La fameuse libraire française célèbre ses 30 ans cette semaine et organise trois grandes rencontres et une exposition de portraits, "Fauteuil 1987-2017", à partir des photos d’écrivains et d’artistes accueillis pendant toutes ces années.
En trente ans, on imagine difficilement le nombre d’ouvrages feuilletés, commentés, suggérés dans cette librairie. On a du mal à estimer le nombre d’écrivains, de dessinateurs et d’artistes qui ont pu s’installer aussi dans le célèbre "Fauteuil" pour partager leur œuvre avec le public.
Mais pour se faire une idée, on peut rappeler qu’il a fallu un livre de 200 pages tout de même, "Le Fauteuil", pour recueillir les bons mots, textes, dessins et commentaires de ces célèbres invités lors des 25 ans de la librairie. Et 5 ans plus tard, le nombre d’invités semble avoir explosé avec certainement plus de 150 artistes…mais les libraires, Madeline et Emmanuelle, «ne comptent plus».
Côté ouvrage, les volumes donnent aussi le vertige. Les étagères accueillent aujourd’hui plus de 20.000 titres ; chaque mois elles sont réapprovisionnées à coup de 250 kg en moyenne de colis reçus.
Résultat, la librairie présente les ouvrages de littérature française les plus récents comme les plus classiques. Elle a un large catalogue de bandes dessinées, un rayon Chine, un rayon consacré aux guides de voyage, aux livres de cuisine et un coin presse. Les professeurs et étudiants en français y trouvent aussi leurs méthodes d’enseignements, et les collégiens et lycéens leurs livres scolaires.

Données fournies:
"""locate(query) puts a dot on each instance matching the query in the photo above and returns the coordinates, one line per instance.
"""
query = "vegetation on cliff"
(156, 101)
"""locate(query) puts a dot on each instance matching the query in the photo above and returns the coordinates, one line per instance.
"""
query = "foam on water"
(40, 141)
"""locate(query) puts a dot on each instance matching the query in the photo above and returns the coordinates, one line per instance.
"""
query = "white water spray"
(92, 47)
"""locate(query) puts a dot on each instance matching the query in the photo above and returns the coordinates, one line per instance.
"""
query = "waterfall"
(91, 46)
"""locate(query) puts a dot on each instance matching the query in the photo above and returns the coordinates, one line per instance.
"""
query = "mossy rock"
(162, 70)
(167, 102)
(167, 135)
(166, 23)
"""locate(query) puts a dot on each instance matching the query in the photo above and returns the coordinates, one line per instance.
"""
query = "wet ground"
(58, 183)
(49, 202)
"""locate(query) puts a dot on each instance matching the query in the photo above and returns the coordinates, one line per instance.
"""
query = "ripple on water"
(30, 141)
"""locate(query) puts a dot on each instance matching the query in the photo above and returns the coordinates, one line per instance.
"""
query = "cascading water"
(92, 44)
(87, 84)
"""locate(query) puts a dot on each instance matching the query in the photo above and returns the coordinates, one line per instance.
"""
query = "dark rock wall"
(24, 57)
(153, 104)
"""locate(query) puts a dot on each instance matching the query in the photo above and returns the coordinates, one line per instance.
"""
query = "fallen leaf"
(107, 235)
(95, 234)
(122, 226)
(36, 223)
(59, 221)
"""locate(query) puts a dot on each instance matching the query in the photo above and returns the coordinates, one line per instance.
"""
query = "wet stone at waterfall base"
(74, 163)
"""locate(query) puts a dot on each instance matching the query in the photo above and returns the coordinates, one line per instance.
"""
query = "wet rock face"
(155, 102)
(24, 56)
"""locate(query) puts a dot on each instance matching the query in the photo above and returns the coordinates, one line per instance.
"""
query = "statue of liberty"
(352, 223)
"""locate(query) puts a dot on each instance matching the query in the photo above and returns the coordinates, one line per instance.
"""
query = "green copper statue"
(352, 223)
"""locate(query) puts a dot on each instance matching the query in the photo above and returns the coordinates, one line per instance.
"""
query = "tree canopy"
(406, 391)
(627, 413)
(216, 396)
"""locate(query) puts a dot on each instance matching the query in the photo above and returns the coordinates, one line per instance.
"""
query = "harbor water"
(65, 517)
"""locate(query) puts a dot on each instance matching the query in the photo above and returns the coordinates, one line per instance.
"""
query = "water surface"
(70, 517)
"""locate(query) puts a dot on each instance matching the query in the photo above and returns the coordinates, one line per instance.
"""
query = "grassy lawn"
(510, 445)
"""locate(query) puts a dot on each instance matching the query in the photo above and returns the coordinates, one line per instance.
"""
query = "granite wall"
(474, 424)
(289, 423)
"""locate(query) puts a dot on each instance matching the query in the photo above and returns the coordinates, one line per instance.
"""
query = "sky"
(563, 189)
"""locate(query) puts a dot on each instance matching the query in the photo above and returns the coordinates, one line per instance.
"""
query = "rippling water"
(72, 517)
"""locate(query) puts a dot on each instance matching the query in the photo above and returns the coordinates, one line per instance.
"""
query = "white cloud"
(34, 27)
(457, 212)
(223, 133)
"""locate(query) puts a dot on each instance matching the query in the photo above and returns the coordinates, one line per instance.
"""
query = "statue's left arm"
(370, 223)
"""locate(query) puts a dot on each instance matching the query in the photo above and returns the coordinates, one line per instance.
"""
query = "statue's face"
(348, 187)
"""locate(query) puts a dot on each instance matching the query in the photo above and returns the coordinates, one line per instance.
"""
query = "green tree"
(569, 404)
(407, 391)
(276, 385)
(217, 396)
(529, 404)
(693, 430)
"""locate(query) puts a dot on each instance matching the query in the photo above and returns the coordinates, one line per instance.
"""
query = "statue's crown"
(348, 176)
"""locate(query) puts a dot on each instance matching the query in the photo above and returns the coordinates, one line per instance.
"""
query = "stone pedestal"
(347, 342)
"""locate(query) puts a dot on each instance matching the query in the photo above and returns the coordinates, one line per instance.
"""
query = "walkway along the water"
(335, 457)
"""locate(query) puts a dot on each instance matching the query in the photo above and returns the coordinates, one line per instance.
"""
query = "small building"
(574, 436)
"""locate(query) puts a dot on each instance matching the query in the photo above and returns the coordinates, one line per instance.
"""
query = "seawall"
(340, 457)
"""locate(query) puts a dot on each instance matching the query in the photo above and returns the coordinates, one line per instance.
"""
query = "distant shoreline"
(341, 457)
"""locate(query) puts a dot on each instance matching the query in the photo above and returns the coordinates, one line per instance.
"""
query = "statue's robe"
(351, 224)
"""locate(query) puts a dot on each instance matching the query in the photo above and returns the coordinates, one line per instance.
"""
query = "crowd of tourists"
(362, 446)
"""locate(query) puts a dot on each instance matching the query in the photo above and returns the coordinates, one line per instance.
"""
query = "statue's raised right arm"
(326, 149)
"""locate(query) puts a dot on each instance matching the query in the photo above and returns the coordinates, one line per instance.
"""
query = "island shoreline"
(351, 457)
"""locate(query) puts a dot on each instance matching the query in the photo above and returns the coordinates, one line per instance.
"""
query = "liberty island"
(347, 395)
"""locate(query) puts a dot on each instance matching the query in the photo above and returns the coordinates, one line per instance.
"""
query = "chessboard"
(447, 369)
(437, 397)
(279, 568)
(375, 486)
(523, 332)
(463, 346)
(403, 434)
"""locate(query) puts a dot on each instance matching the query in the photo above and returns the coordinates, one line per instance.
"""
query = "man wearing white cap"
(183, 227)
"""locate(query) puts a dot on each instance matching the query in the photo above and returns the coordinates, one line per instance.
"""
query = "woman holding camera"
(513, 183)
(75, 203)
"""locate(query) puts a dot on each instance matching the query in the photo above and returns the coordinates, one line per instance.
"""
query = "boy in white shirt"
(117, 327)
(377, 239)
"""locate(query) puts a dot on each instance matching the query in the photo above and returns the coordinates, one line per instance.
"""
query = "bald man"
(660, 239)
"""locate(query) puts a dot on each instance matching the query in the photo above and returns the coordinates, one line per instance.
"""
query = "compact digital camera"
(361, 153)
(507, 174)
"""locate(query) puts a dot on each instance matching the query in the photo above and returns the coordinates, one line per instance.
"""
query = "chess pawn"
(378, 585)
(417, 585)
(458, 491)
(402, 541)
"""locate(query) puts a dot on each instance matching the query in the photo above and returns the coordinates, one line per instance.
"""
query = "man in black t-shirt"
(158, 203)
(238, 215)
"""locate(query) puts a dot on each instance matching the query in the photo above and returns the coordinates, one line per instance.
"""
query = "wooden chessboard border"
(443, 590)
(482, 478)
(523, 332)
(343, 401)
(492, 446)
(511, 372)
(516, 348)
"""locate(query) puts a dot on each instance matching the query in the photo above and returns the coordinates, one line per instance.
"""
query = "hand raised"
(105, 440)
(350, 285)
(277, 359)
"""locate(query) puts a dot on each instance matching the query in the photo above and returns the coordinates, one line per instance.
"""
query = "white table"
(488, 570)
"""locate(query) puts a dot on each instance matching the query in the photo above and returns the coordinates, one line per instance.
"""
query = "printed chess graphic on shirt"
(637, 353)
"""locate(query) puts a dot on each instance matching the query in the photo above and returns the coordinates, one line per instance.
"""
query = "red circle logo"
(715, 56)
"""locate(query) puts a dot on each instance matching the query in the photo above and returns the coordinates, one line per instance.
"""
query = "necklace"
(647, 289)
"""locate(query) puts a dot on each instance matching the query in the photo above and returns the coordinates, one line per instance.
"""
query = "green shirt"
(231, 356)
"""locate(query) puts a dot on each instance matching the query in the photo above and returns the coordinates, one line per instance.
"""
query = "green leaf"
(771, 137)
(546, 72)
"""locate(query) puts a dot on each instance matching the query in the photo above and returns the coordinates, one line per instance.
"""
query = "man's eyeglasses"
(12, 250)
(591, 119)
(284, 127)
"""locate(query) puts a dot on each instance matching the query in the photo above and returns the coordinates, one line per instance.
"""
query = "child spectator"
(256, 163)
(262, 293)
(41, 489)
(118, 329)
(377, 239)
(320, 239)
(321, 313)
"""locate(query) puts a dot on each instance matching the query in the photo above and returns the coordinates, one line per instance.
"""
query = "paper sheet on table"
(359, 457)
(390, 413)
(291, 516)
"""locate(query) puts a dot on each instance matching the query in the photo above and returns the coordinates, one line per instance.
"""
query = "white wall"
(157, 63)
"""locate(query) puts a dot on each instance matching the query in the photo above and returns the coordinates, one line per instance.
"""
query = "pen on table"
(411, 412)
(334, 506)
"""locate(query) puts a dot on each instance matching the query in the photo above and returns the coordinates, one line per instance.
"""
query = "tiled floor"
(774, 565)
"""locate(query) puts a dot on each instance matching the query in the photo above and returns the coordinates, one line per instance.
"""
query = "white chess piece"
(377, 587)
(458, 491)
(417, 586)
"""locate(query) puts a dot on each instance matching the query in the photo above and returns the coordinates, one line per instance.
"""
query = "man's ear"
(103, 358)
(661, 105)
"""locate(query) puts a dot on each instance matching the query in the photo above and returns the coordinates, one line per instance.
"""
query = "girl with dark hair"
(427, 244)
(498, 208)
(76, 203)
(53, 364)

Consigne:
Recopiez le passage de l'article sur la librairie qui commence à « Résultat, la librairie » et se termine à « leurs livres scolaires. », en renommant « rayon Chine » en « rayon Japon ». Ces données forment un document à part, indépendant du texte.

Corrigé:
Résultat, la librairie présente les ouvrages de littérature française les plus récents comme les plus classiques. Elle a un large catalogue de bandes dessinées, un rayon Japon, un rayon consacré aux guides de voyage, aux livres de cuisine et un coin presse. Les professeurs et étudiants en français y trouvent aussi leurs méthodes d’enseignements, et les collégiens et lycéens leurs livres scolaires.